ACTION ITEM A » Please copy the epidemiology flashcards word for word, starting at "Epidemiology Flashcards" and ending at "error recalling exposures?".
ACTION ITEM B » Write what comes next in the epidemiology flashcards, picking up right after their final line.

Epidemiology Flashcards
Which study design is the most scientifically sound and the best measure of exposure?
Clinical trial
Which study design is the most accurate observation study and a good measure of exposure?
Cohort study
Which study design can study rare diseases and is relatively less expensive/fast?
Case-control
Which study design is the fastest and least expensive and measures multiple exposures and outcomes?
Cross-sectional
Which study design is time consuming and the most expensive?
Cohort study
Which study design causes possible time-order confusion and possible error recalling exposures?
Case-control
Which study design causes possible time-order confusion, the least confidence in findings, and measurement bias?
Cross-sectional
Which study design is time consuming, not generalizable, unethical for harmful exposures, and most expensive?
Clinical trial
What happens to incidence and prevalence if a new effective treatment is initiated?
Incidence stays the same, prevalence decreases
What happens to incidence and prevalence if a new effective vaccine gains widespread use?

DATA EXTRACTS »
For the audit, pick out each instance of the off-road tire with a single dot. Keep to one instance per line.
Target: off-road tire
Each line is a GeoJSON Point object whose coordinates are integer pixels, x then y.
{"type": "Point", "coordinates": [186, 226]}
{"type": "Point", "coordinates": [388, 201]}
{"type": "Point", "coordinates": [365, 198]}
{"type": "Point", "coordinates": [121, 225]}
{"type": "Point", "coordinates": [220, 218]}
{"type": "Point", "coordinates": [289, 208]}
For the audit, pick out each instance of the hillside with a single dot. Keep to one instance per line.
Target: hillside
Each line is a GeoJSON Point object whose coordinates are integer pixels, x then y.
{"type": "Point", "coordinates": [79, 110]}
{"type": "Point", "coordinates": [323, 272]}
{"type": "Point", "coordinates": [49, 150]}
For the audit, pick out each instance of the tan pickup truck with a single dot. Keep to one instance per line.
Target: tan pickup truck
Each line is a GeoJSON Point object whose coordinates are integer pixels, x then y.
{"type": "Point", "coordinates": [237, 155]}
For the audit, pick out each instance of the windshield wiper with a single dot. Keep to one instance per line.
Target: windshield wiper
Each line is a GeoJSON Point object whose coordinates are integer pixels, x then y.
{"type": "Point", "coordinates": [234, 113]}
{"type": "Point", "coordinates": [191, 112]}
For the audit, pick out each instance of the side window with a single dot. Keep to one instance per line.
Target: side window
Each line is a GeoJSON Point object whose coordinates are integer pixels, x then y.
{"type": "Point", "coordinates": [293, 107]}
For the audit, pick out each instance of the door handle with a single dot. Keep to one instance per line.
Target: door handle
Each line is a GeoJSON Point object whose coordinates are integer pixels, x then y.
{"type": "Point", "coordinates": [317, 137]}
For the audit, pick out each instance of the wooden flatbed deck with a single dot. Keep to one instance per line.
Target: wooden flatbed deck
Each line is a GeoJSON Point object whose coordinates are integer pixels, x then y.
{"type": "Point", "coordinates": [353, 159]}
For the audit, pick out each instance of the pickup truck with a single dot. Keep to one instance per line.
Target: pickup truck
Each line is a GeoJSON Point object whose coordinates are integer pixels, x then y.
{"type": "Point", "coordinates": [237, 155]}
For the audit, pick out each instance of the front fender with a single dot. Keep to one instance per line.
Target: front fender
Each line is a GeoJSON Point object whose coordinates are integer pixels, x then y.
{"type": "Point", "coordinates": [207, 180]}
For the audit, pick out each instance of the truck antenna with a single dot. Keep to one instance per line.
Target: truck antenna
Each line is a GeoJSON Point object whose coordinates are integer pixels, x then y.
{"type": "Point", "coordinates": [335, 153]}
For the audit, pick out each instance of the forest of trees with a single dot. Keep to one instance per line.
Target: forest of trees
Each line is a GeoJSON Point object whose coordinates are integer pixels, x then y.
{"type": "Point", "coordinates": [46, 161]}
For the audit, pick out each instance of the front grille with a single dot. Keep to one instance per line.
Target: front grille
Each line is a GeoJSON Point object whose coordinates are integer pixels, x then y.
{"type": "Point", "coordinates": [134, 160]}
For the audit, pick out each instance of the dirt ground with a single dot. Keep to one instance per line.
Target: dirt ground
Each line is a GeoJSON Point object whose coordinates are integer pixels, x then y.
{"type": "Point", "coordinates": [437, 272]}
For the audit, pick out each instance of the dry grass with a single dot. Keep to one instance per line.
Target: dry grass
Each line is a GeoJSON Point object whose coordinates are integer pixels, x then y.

RESULT A »
Epidemiology Flashcards
Which study design is the most scientifically sound and the best measure of exposure?
Clinical trial
Which study design is the most accurate observation study and a good measure of exposure?
Cohort study
Which study design can study rare diseases and is relatively less expensive/fast?
Case-control
Which study design is the fastest and least expensive and measures multiple exposures and outcomes?
Cross-sectional
Which study design is time consuming and the most expensive?
Cohort study
Which study design causes possible time-order confusion and possible error recalling exposures?

RESULT B »
Incidence decreases, prevalence decreases
What happens to incidence and prevalence if number of persons dying from the conditions decreases?
Incidence stays the same, prevalence increases
Case fatality rate equation
Number of deaths due to disease/number of cases of a disease
Proportionate mortality rate equation
Number of deaths due to disease/total deaths in the population
Attributable risk equation
Incidence rate among exposed - incidence rate among unexposed
Relative risk equation
Incidence rate among treated / incidence rate among non-treated
Attributable risk percent equation
AR / incidence rate among treated
Number needed to treat
1 / attributable risk
Relative risk equation
[a/(a+b)] / [c/(c+d)]
Odds ratio equation
ad/bc
T/F: For a rare disease, odds ratio is a good measure of the relative risk.
True
Interpret a RR of 5.0
50% chance of developing a disease if exposed
P value of 0.05. What does this mean?
There is a 5% chance that the results were just do to chance
Limitations of p-values
dependent on sample size
larger effect sizes more likely to produce significant sample size
only assess the null hypothesis, not the alternative hypothesis
tells us about statistical significance but nothing about magnitude of effect
T/F: P-values more likely to be statistically significant for larger effects
True.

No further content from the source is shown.